GIVEN REQUEST:
Convert every row below into a two-column CSV with the headers "request" and "answer". Each row gets one line, with its text in one quoted field and its answer in the other, line breaks replaced by spaces and pictures left out.

=== INPUT ===

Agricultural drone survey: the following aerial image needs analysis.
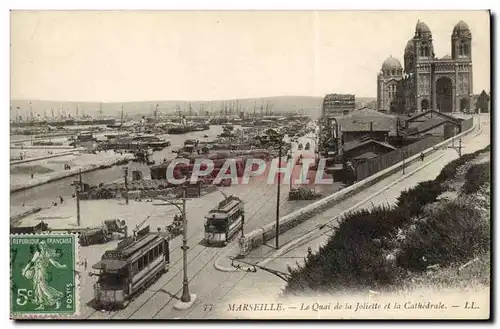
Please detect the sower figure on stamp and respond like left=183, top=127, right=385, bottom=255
left=21, top=241, right=66, bottom=310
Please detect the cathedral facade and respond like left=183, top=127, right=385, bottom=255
left=377, top=21, right=473, bottom=113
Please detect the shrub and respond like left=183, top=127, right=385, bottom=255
left=435, top=145, right=491, bottom=183
left=463, top=162, right=491, bottom=194
left=397, top=201, right=490, bottom=271
left=285, top=206, right=405, bottom=293
left=397, top=181, right=443, bottom=217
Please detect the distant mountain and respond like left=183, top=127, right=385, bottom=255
left=10, top=96, right=374, bottom=119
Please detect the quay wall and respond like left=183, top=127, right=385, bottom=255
left=10, top=147, right=84, bottom=166
left=240, top=120, right=475, bottom=255
left=10, top=154, right=133, bottom=193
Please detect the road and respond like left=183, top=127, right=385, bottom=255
left=81, top=116, right=490, bottom=319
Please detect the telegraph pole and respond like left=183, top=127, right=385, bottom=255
left=73, top=181, right=80, bottom=226
left=123, top=167, right=128, bottom=204
left=181, top=189, right=191, bottom=303
left=151, top=188, right=196, bottom=309
left=403, top=150, right=405, bottom=175
left=276, top=140, right=282, bottom=249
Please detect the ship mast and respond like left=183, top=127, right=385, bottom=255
left=120, top=104, right=123, bottom=130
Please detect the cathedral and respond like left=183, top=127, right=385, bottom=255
left=377, top=21, right=473, bottom=113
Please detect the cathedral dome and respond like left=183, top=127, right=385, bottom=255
left=382, top=56, right=403, bottom=71
left=453, top=21, right=470, bottom=33
left=415, top=21, right=431, bottom=35
left=405, top=38, right=413, bottom=55
left=452, top=21, right=471, bottom=38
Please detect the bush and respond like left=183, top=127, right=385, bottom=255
left=285, top=206, right=406, bottom=293
left=397, top=201, right=490, bottom=271
left=397, top=181, right=443, bottom=217
left=463, top=162, right=491, bottom=194
left=435, top=145, right=491, bottom=183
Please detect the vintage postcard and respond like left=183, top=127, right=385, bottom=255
left=9, top=10, right=492, bottom=320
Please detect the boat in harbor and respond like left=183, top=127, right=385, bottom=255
left=100, top=134, right=170, bottom=151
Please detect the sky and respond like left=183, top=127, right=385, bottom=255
left=10, top=11, right=490, bottom=102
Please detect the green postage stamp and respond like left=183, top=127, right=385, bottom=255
left=10, top=233, right=78, bottom=319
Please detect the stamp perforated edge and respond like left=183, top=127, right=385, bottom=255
left=9, top=231, right=82, bottom=320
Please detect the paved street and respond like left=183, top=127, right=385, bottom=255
left=82, top=116, right=490, bottom=319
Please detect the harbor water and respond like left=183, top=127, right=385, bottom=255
left=10, top=126, right=222, bottom=207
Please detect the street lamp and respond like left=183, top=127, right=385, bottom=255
left=276, top=136, right=291, bottom=249
left=122, top=167, right=128, bottom=204
left=154, top=188, right=196, bottom=310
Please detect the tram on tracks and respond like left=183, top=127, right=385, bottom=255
left=90, top=226, right=170, bottom=310
left=205, top=195, right=245, bottom=246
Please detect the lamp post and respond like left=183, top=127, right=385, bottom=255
left=73, top=181, right=81, bottom=227
left=122, top=167, right=128, bottom=204
left=276, top=137, right=291, bottom=249
left=154, top=188, right=196, bottom=310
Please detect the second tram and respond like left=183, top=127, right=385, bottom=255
left=91, top=226, right=170, bottom=309
left=205, top=195, right=245, bottom=246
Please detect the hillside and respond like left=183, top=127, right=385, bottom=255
left=11, top=96, right=374, bottom=118
left=285, top=146, right=491, bottom=295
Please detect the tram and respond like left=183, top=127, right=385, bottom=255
left=90, top=226, right=170, bottom=310
left=205, top=195, right=245, bottom=246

===

SOLUTION TO THE EXERCISE:
request,answer
"Agricultural drone survey: the following aerial image needs analysis. Please detect the sower figure on stamp and respond like left=183, top=127, right=385, bottom=255","left=21, top=241, right=66, bottom=310"
"Please detect the cathedral facade and respond like left=183, top=127, right=385, bottom=255","left=377, top=21, right=473, bottom=113"
"Please detect the shrub and respond like left=183, top=127, right=385, bottom=255","left=435, top=145, right=491, bottom=183 left=463, top=162, right=491, bottom=194 left=397, top=201, right=490, bottom=271 left=285, top=206, right=405, bottom=293 left=397, top=181, right=443, bottom=217"
"Please detect the distant mountain and respond like left=183, top=127, right=385, bottom=255","left=10, top=96, right=374, bottom=119"
"Please detect the quay wall and respond like left=183, top=127, right=385, bottom=255","left=10, top=147, right=84, bottom=166 left=240, top=120, right=475, bottom=255 left=10, top=154, right=133, bottom=193"
"Please detect the road and respond like left=183, top=127, right=385, bottom=255","left=81, top=116, right=490, bottom=319"
"Please detect the telegraph pole and respond like left=183, top=127, right=385, bottom=255","left=73, top=181, right=80, bottom=226 left=123, top=167, right=128, bottom=204 left=181, top=189, right=191, bottom=303 left=151, top=188, right=196, bottom=309 left=403, top=150, right=405, bottom=175 left=276, top=140, right=282, bottom=249"
"Please detect the ship mast and respond like left=183, top=127, right=385, bottom=255","left=120, top=104, right=123, bottom=130"
"Please detect the cathedral and respond like left=183, top=127, right=385, bottom=255","left=377, top=21, right=473, bottom=113"
"Please detect the cathedral dome and respond like left=183, top=127, right=385, bottom=255","left=382, top=56, right=403, bottom=71 left=453, top=21, right=470, bottom=33 left=415, top=21, right=431, bottom=35 left=405, top=38, right=413, bottom=55 left=452, top=21, right=471, bottom=38"
"Please detect the bush and respond like left=183, top=127, right=385, bottom=255","left=285, top=206, right=406, bottom=293 left=397, top=201, right=490, bottom=271 left=397, top=181, right=443, bottom=217 left=463, top=162, right=491, bottom=194 left=435, top=145, right=491, bottom=183"
"Please detect the vintage postcard and respond like left=183, top=127, right=385, bottom=255","left=9, top=10, right=492, bottom=320"
"Please detect the boat in harbor and respond like left=183, top=127, right=385, bottom=255","left=100, top=134, right=170, bottom=151"
"Please detect the sky and respond like left=183, top=127, right=385, bottom=255","left=10, top=11, right=490, bottom=102"
"Please detect the green postage stamp and respond like left=183, top=127, right=385, bottom=255","left=10, top=233, right=78, bottom=319"
"Please detect the stamp perforated edge and respond like left=183, top=127, right=385, bottom=255","left=9, top=231, right=82, bottom=320"
"Please detect the paved street and respond like left=183, top=127, right=385, bottom=255","left=82, top=116, right=490, bottom=319"
"Please detect the harbor water and respond like left=183, top=127, right=385, bottom=255","left=10, top=126, right=222, bottom=207"
"Please detect the street lamp and respond like left=183, top=127, right=385, bottom=255","left=276, top=136, right=291, bottom=249 left=122, top=167, right=128, bottom=204 left=154, top=188, right=196, bottom=310"
"Please detect the tram on tracks and respond like left=183, top=127, right=385, bottom=255","left=90, top=226, right=170, bottom=310 left=205, top=195, right=245, bottom=246"
"Please detect the lamp post and respond like left=183, top=127, right=385, bottom=255","left=73, top=181, right=81, bottom=227 left=122, top=167, right=128, bottom=204 left=276, top=137, right=291, bottom=249 left=154, top=188, right=196, bottom=310"
"Please detect the second tram and respond like left=183, top=127, right=385, bottom=255","left=91, top=226, right=170, bottom=309 left=205, top=195, right=245, bottom=246"
"Please detect the hillside and respond like left=183, top=127, right=385, bottom=255","left=11, top=96, right=374, bottom=118 left=285, top=146, right=491, bottom=295"
"Please detect the tram and respond like left=183, top=127, right=385, bottom=255","left=90, top=226, right=170, bottom=310 left=205, top=195, right=245, bottom=246"